── DATASET ROWS

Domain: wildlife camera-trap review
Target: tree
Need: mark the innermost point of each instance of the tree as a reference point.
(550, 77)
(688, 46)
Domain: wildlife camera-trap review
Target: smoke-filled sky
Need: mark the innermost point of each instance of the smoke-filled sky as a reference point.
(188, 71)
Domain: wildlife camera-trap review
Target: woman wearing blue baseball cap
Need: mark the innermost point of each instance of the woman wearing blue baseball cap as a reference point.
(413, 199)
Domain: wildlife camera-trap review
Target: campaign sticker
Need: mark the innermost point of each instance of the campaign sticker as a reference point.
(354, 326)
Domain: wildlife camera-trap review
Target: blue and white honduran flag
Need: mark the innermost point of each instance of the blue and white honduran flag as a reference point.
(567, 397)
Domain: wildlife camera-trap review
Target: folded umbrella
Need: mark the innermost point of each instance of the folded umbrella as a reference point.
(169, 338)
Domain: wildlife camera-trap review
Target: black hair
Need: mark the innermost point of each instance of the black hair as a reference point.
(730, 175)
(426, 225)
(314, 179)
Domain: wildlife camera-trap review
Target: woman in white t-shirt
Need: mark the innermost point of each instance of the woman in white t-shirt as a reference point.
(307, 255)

────

- WHAT YOU ARE ASKED TO DO -
Gather each line in the entries above that contains the word "flag" and copy those lines in full. Case counts.

- EXPECTED ANSWER -
Target: blue and white honduran flag
Need: mark the innermost point of each instance of the blue and white honduran flag as a reference point.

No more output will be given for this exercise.